**EXCERPT**
==============================

# DIY Glass Cover on 110G (Used Old Picture Frames)



## aquafunlover (Jul 8, 2012)

This is my first attempt at a DIY glass cover. I was in a rush to do this so the cost was more than expected. Below is what I paid (could have been free with stuff off of CL or a lot least cheaper if Salvation Army was open on Sundays). I was impatient because I needed it completed today in order to finish my canopy and lighting tomorrow night.

$21 (2) Used picture frames from Value Village
$10 Glass cutter from Canadian Tire (Will use again so next build will not include this cost)
$5 Straight edge from Canadian Tire (Will use again so next build will not include this cost)

$36 Total cost (would have been $21 if it wasn't my first time)

To note: 
- BE CAREFUL!!! It is glass! It will cut you! and vacuum often to make sure you don't leave anything around for later either.
- Wear gloves and sand corners after you make your cuts.
- measure the tank at increments of your glass length. ie if your glass is going to be 12", measure the start of your tank at 0' mark and 12"mark. You need to calculate any bow into the cut. I forgot and the glass piece was about 1/8 too large/small at places. I had to throw the piece away because it was really hard trying to cut off 1/8" of glass all the way down a 30" piece without chipping it.

==============================

**REQUIRED TASKS**
**1)** Answer these about the glass cover post:
(a) Where were the used picture frames bought?
(b) How much did the straight edge cost?
(c) What should be sanded after the cuts are made?
**2)** Please write out the stretch of the glass cover post from "## aquafunlover (Jul" through "make your cuts." again, switching "Canadian Tire" to "Home Hardware".
Rely only on the glass cover post above.

**MATERIAL**
==============================

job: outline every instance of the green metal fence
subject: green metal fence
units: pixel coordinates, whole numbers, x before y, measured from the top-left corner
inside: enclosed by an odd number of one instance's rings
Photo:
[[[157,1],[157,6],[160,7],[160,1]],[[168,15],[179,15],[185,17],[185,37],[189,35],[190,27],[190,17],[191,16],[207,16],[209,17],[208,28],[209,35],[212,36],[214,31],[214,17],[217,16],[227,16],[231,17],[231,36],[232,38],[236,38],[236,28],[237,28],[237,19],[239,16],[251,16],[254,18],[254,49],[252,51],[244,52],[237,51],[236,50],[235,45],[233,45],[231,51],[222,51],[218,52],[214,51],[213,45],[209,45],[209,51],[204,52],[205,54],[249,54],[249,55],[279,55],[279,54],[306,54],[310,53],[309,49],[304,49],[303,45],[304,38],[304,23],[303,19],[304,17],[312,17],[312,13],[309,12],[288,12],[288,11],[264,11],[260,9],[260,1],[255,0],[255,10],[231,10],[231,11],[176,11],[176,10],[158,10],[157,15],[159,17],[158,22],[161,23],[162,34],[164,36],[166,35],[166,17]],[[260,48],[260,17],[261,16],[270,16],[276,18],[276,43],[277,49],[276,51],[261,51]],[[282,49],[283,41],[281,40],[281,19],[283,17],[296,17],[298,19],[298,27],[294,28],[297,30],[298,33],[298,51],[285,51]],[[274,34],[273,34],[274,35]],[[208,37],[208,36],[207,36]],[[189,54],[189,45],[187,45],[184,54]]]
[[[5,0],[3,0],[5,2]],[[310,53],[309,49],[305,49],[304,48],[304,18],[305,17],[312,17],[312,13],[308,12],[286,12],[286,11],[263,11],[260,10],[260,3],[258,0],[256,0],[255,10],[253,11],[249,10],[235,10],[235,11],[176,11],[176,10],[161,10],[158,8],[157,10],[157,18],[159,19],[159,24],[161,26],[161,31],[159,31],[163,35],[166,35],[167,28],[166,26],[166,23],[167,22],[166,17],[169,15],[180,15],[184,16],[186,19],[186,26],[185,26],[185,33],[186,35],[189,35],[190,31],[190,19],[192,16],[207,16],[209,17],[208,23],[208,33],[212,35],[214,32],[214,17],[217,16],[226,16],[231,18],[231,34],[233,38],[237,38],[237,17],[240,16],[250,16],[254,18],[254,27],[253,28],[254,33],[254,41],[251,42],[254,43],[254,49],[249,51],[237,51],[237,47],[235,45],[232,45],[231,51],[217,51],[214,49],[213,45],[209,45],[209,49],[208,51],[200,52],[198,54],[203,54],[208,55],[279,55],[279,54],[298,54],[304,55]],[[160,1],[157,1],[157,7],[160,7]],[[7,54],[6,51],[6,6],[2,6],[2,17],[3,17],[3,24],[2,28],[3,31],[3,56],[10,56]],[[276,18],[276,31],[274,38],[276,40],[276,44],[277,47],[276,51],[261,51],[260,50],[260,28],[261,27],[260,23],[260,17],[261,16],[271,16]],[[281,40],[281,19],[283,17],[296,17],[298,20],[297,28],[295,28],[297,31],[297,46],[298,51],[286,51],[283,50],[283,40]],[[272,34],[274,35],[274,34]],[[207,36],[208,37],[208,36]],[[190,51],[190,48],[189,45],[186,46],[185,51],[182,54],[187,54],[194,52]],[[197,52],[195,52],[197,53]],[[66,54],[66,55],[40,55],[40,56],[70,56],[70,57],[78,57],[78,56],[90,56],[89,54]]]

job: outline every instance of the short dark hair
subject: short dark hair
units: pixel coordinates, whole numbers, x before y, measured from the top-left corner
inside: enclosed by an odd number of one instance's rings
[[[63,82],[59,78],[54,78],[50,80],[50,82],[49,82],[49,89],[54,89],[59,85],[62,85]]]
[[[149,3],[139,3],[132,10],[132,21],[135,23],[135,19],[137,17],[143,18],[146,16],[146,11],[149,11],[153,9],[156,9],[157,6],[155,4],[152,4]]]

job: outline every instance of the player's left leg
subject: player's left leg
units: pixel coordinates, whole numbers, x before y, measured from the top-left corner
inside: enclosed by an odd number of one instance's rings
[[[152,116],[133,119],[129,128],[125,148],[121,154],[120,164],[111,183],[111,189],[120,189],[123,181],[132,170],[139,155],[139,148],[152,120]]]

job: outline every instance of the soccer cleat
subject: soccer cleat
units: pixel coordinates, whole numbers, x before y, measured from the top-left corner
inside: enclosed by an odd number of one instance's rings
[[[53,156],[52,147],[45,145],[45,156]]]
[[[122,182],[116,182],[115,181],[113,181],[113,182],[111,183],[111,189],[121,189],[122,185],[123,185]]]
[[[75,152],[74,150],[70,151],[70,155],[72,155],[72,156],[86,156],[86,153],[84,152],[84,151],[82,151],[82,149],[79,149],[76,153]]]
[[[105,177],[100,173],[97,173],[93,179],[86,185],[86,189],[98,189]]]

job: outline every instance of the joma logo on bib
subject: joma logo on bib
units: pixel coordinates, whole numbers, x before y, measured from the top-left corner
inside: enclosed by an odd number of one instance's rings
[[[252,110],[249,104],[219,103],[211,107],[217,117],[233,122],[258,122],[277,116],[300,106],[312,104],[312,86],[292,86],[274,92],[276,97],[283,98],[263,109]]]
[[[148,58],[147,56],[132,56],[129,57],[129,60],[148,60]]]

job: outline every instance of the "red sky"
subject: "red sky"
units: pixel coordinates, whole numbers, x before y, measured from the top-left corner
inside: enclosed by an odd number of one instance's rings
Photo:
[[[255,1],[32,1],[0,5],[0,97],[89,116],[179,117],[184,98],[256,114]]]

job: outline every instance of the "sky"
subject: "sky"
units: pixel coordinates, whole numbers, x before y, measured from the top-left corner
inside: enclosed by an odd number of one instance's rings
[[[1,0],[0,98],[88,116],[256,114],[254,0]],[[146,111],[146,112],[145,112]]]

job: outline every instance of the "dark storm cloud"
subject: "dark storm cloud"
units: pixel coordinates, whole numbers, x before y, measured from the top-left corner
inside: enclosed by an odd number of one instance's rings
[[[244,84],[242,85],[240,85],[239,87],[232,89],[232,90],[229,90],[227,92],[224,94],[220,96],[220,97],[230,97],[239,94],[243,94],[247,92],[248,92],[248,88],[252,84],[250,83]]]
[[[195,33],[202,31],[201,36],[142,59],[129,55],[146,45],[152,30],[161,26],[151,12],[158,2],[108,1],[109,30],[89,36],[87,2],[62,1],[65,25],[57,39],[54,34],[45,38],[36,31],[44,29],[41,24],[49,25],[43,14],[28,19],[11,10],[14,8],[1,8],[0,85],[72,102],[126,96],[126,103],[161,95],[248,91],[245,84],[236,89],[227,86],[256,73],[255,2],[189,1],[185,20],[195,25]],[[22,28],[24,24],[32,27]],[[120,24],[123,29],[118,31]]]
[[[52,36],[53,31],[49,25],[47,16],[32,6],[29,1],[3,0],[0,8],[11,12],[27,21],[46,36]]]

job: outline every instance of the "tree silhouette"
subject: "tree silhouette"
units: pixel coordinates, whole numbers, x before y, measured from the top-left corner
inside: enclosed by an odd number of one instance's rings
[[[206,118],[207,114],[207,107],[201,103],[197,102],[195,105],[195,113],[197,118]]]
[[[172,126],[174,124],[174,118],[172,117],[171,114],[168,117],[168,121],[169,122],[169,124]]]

==============================

**EXERCISE ANSWERS**
**1)**
(a) Value Village
(b) $5
(c) The corners

**2)**
## aquafunlover (Jul 8, 2012)

This is my first attempt at a DIY glass cover. I was in a rush to do this so the cost was more than expected. Below is what I paid (could have been free with stuff off of CL or a lot least cheaper if Salvation Army was open on Sundays). I was impatient because I needed it completed today in order to finish my canopy and lighting tomorrow night.

$21 (2) Used picture frames from Value Village
$10 Glass cutter from Home Hardware (Will use again so next build will not include this cost)
$5 Straight edge from Home Hardware (Will use again so next build will not include this cost)

$36 Total cost (would have been $21 if it wasn't my first time)

To note: 
- BE CAREFUL!!! It is glass! It will cut you! and vacuum often to make sure you don't leave anything around for later either.
- Wear gloves and sand corners after you make your cuts.